ASSIGNED TASK:
Copy out the part of the news digest below starting with "TAMPA, Florida —" and going on through "Lush. SENT: 420 words, photos.", word for word.

TEXT SHOWN:
____
TAMPA, Florida — The Indian film industry’s top awards show sails into the U.S. with a pirate-themed opening musical number and celebrities ranging from “Slumdog Millionaire” star Anil Kapoor to John Travolta. By Tamara Lush. SENT: 420 words, photos.
U.S. & INTERNATIONAL:
SLOVYANSK, Ukraine — As Western governments vowed to impose more sanctions against Russia and its supporters in eastern Ukraine, a group of foreign military observers remained in captivity, accused of being NATO spies by a pro-Russian insurgency. The German-led, eight-member team was traveling under the auspices of the Organization of Security and Cooperation in Europe when they were detained Friday. SENT: 900 words, photos.
— UKRAINE-TYMOSHENKO — Former Prime Minister Yulia Tymoshenko, who is running in the presidential election, told the AP that Ukraine “must be a member of NATO” in order to protect itself from Russian aggression. SENT: 420 words, photos.
VATICAN CITY — Retired pontiff Benedict XVI will help Pope Francis celebrate the sainthood ceremony Sunday for John Paul II and John XXIII, setting the stage for an unprecedented occurrence of two living popes canonizing two of their predecessors. About 1 million pilgrims are expected at the event and many were flooding into Rome. Vatican spokesman the Rev. Federico Lombardi told reporters on Saturday that Benedict will be in St. Peter’s Square for the canonization of John and John Paul. He said Benedict and many cardinals will “concelebrate” the Mass with Francis. By Frances D’emilio. SENT: 650 words, photos.
____
EXTRACTED ENTRIES:
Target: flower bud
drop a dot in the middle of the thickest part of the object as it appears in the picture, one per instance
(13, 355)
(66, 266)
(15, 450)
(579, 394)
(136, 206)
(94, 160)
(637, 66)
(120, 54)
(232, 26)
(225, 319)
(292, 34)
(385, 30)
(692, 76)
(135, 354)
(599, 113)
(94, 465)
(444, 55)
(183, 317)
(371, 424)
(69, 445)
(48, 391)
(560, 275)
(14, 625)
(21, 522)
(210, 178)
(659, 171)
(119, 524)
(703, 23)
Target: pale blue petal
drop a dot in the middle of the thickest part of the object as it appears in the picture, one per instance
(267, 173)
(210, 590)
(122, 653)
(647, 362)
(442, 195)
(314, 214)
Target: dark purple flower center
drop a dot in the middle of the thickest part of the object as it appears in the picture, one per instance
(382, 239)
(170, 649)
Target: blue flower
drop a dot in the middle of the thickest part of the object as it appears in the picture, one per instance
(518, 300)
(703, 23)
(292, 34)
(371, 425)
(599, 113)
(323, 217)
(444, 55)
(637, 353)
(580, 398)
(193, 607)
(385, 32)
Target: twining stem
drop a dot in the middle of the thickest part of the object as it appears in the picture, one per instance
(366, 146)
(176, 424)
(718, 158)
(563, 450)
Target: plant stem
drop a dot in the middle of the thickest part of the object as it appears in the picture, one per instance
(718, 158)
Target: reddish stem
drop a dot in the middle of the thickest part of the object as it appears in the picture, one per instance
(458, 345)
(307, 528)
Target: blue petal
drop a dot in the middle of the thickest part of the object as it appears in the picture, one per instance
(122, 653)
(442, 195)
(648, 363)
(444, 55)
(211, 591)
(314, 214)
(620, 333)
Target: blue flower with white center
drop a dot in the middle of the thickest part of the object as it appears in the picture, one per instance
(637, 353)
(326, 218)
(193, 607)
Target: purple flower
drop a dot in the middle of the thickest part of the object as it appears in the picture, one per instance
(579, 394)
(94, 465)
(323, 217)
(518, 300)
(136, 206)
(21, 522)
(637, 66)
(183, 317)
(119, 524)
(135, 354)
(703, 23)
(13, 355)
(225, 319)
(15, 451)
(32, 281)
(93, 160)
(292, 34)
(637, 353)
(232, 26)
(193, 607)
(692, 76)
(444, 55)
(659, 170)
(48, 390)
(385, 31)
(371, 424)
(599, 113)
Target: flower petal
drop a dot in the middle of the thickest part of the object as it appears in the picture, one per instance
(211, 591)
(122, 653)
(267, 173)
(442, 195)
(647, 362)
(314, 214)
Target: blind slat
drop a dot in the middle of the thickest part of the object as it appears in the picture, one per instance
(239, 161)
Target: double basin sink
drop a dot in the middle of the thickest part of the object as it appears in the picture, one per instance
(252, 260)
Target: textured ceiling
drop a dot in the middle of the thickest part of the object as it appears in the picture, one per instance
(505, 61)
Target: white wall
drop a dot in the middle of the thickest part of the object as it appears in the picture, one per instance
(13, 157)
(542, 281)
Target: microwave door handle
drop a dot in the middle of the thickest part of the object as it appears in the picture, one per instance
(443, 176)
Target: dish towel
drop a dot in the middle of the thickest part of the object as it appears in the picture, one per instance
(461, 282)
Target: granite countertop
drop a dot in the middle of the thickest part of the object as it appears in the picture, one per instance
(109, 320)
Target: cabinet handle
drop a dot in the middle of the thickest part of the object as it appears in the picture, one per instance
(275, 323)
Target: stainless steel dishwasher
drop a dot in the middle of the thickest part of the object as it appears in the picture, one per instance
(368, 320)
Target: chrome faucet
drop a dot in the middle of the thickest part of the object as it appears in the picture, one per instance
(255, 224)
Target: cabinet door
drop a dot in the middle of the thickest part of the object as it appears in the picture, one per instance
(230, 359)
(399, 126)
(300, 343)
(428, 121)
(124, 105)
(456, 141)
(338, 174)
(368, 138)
____
RESPONSE TO THE TASK:
TAMPA, Florida — The Indian film industry’s top awards show sails into the U.S. with a pirate-themed opening musical number and celebrities ranging from “Slumdog Millionaire” star Anil Kapoor to John Travolta. By Tamara Lush. SENT: 420 words, photos.